ページ抜粋:
§

いかにして未経験から4年間でフルスタックエンジニアになったか


TL; DR

  • 案件ガチャで未経験分野の案件に参画し続け、使用する技術がどんどんモダンな方向に進みまくった結果としてフルスタックになることができたという話
  • 未経験技術での仕事の話が来たときでも今できないからやらないという姿勢ではなく、積極的に挑戦することでスキルを身につけることができた
  • フリーランスや受託の場合、フルスタックな人材であればあらゆる業務をこなすことができかなり有利だと思われる
  • 新しい技術はプライベートに加えて業務中に学習して身につけるのがベスト。なぜなら週40時間もの時間をプログラミングに使うことができるから
  • 未経験でもポートフォリオを自分一人で作ればフルスタックな人材になれるのではないかという話。ただし毎週20時間は必須

はじめに

先日お邪魔させていただいた交流会にて、自分が持っている技術スタックが比較的希少なものである、ということを知らされました。

§

提供データ:
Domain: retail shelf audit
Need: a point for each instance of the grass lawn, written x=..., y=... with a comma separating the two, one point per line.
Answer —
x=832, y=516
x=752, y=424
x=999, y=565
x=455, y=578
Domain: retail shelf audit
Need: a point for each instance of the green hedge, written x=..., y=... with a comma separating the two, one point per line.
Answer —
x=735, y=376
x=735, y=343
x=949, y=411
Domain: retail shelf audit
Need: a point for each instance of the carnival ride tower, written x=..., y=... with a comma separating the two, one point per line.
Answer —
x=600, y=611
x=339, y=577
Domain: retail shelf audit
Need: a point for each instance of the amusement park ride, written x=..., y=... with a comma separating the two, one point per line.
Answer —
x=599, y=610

§

作成課題:
- A) ページ抜粋のうち、「いかにして未経験から4年間でフルスタックエンジニアになったか」と「ということを知らされました。」の間を、両端の語句も含めてそのまま書き写してもらえますか？
- B) ページ抜粋の「TL; DR」の見出しに続く箇条書きには、どんな項目がありますか？すべて挙げてください。

課題の解答:
- A)
いかにして未経験から4年間でフルスタックエンジニアになったか


TL; DR

  • 案件ガチャで未経験分野の案件に参画し続け、使用する技術がどんどんモダンな方向に進みまくった結果としてフルスタックになることができたという話
  • 未経験技術での仕事の話が来たときでも今できないからやらないという姿勢ではなく、積極的に挑戦することでスキルを身につけることができた
  • フリーランスや受託の場合、フルスタックな人材であればあらゆる業務をこなすことができかなり有利だと思われる
  • 新しい技術はプライベートに加えて業務中に学習して身につけるのがベスト。なぜなら週40時間もの時間をプログラミングに使うことができるから
  • 未経験でもポートフォリオを自分一人で作ればフルスタックな人材になれるのではないかという話。ただし毎週20時間は必須

はじめに

先日お邪魔させていただいた交流会にて、自分が持っている技術スタックが比較的希少なものである、ということを知らされました。

- B)
- 案件ガチャで未経験分野の案件に参画し続け、使用する技術がどんどんモダンな方向に進みまくった結果としてフルスタックになることができたという話
- 未経験技術での仕事の話が来たときでも今できないからやらないという姿勢ではなく、積極的に挑戦することでスキルを身につけることができた
- フリーランスや受託の場合、フルスタックな人材であればあらゆる業務をこなすことができかなり有利だと思われる
- 新しい技術はプライベートに加えて業務中に学習して身につけるのがベスト。なぜなら週40時間もの時間をプログラミングに使うことができるから
- 未経験でもポートフォリオを自分一人で作ればフルスタックな人材になれるのではないかという話。ただし毎週20時間は必須